In the material below, the lines containing the word "target" are required; copy each of them.

● **Available records**:
/---

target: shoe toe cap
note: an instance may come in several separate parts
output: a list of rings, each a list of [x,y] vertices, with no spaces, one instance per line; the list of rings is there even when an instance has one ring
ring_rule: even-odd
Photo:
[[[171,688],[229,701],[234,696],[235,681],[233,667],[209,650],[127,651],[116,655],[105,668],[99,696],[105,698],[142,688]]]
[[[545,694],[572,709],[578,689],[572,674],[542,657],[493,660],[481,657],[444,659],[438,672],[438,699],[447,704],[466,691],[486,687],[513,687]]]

\---
/---

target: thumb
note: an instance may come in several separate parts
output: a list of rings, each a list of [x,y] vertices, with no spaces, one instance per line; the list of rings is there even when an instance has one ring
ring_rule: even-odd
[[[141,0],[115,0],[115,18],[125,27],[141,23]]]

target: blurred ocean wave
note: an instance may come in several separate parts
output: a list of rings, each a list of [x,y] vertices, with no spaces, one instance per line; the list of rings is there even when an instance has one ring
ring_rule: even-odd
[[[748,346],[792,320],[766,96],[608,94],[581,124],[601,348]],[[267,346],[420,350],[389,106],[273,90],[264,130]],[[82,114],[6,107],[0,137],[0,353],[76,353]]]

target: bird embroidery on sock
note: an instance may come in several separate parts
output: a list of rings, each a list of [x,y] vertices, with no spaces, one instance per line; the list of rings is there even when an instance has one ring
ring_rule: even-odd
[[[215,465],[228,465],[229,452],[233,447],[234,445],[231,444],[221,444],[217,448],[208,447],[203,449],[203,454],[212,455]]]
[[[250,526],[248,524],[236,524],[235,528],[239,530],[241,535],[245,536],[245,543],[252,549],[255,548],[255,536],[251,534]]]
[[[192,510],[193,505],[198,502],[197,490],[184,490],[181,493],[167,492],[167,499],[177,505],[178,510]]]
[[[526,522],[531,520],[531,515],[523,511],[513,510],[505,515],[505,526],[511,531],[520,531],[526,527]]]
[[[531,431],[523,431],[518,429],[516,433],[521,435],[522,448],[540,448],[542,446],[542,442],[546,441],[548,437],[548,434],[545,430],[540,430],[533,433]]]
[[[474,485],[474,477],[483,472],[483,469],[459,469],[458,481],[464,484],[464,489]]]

\---

● **Output for this task**:
target: shoe toe cap
target: thumb
target: blurred ocean wave
target: bird embroidery on sock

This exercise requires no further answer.